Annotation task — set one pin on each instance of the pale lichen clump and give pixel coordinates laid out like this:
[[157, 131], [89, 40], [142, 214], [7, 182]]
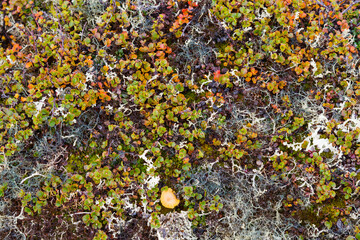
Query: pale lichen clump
[[168, 199]]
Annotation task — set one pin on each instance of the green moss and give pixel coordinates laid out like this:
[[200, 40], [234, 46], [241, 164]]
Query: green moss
[[317, 213]]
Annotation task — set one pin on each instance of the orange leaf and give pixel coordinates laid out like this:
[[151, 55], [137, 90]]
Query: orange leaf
[[28, 64]]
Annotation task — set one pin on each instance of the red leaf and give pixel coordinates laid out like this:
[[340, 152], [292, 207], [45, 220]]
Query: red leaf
[[217, 75]]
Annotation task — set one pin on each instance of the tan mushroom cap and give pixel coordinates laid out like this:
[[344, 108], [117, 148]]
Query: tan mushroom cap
[[168, 199]]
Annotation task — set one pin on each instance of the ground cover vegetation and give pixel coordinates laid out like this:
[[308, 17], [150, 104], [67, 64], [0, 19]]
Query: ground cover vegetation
[[245, 113]]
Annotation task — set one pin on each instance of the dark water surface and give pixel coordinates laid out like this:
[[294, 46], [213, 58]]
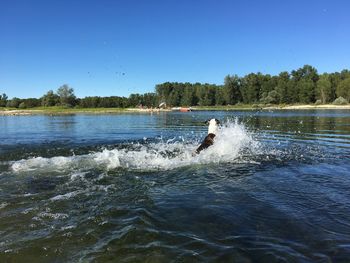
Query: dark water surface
[[275, 187]]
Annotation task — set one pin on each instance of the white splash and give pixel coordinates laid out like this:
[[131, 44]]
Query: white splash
[[231, 139]]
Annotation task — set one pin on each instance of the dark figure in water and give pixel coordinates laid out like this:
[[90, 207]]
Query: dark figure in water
[[209, 139]]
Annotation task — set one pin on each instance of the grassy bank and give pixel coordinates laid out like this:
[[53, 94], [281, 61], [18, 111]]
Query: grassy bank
[[56, 110]]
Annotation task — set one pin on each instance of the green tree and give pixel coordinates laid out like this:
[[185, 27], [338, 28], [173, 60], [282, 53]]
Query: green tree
[[231, 91], [3, 100], [282, 87], [50, 99], [343, 89], [324, 89], [13, 103], [66, 95]]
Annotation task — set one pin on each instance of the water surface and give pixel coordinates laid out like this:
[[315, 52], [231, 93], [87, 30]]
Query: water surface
[[275, 187]]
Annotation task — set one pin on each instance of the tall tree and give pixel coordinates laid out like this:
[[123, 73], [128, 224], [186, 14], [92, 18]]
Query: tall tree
[[231, 92], [66, 94], [343, 89], [3, 100], [50, 99], [324, 89]]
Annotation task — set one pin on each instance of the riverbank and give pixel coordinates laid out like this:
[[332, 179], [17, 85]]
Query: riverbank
[[67, 111], [63, 111]]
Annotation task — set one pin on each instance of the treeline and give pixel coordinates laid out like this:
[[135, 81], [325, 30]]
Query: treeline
[[65, 97], [303, 85]]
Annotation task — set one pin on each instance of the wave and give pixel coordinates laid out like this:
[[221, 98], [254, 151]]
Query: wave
[[231, 142]]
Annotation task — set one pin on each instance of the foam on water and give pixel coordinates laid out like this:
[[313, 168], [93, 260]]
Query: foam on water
[[232, 138]]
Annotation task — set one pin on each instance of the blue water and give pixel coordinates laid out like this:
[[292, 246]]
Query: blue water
[[275, 187]]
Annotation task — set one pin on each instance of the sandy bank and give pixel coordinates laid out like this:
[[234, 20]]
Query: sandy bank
[[311, 107]]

(Required work): Make an exact copy of the data, leaving its pictures out.

(Solution to the exercise):
Annotation task — set one pin on each instance of the pale lichen clump and give pixel coordinates laid out like this:
[[157, 131], [89, 40], [142, 214], [7, 182]]
Query: pale lichen clump
[[168, 199]]
Annotation task — set one pin on each instance of the green moss and give pixel coordinates laid out like this:
[[200, 40], [234, 46], [241, 164]]
Query: green moss
[[317, 213]]
Annotation task — set one pin on each instance of the orange leaf and give pixel coordinates laid out like this:
[[151, 55], [137, 90]]
Query: orange leaf
[[28, 64]]
Annotation task — set one pin on each instance of the red leaf and give pixel coordinates laid out like this:
[[340, 152], [292, 207], [45, 220]]
Query: red leaf
[[217, 75]]
Annotation task — set one pin on each instance of the tan mushroom cap and give pixel coordinates laid out like this:
[[344, 108], [117, 148]]
Query: tan mushroom cap
[[168, 199]]
Annotation task — set one pin on each instance of the ground cover vegetation and give pixel coordinates laid out like this:
[[308, 17], [150, 104], [67, 64], [0, 19]]
Query: ground cover vegetation
[[245, 113]]
Annotation task — set one pin on each instance of the dark water surface and give pixel coordinates laid out like this:
[[294, 46], [213, 58]]
Query: dark water surface
[[275, 187]]
Annotation task — set one pin on each instance of the white splash and give pixel coordinates laid out like this:
[[131, 44]]
Query: white splash
[[231, 139]]
Annotation task — set one pin on each instance of the dark figure in water and give pixel coordinates laid out like this:
[[90, 207]]
Query: dark figure in water
[[209, 139]]
Annotation task — set one pin on each instance of the grassy bank and give pixel coordinates laid out like this:
[[53, 94], [281, 61], [18, 111]]
Query: grassy bank
[[56, 110]]
Annotation task — set one pin on each instance of the green tree and give pixel coordinates laid out like this:
[[185, 27], [338, 28], [173, 60], [282, 53]]
Query: green tree
[[231, 91], [3, 100], [282, 87], [50, 99], [343, 89], [324, 89], [13, 103], [66, 95]]
Annotation task — set one pin on each instance of the water surface and give pixel coordinates laid out like this:
[[315, 52], [231, 93], [87, 30]]
Query: water surface
[[275, 187]]
Annotation task — set one pin on each instance of the tall tree and give pixel coordinates laid out like this:
[[123, 73], [128, 224], [186, 14], [92, 18]]
Query: tall tree
[[231, 92], [66, 94], [343, 89], [3, 100], [50, 99], [324, 89]]
Annotation task — set one pin on each instance of the riverbank and give pixel coordinates laid out like this:
[[332, 179], [17, 85]]
Query: riverbank
[[67, 111], [63, 111]]
Annotation task — set one pin on each instance of the treeline and give pixel coordinates laid out like this:
[[135, 81], [325, 30]]
Query: treeline
[[65, 97], [303, 85]]
Annotation task — set one pin on each instance of the wave and give pixel coordinates laid out like this:
[[221, 98], [254, 151]]
Query: wave
[[231, 142]]
Annotation task — set one pin on each instance of the foam on water and give pixel coordinates laid out like this:
[[313, 168], [93, 260]]
Query: foam on water
[[232, 138]]
Annotation task — set one pin on each instance of the blue water and give pixel coordinates laid out like this:
[[292, 246]]
Query: blue water
[[275, 187]]
Annotation task — set one pin on each instance of the sandy bank and give pixel coordinates laid out like this:
[[234, 20]]
Query: sandy bank
[[311, 107]]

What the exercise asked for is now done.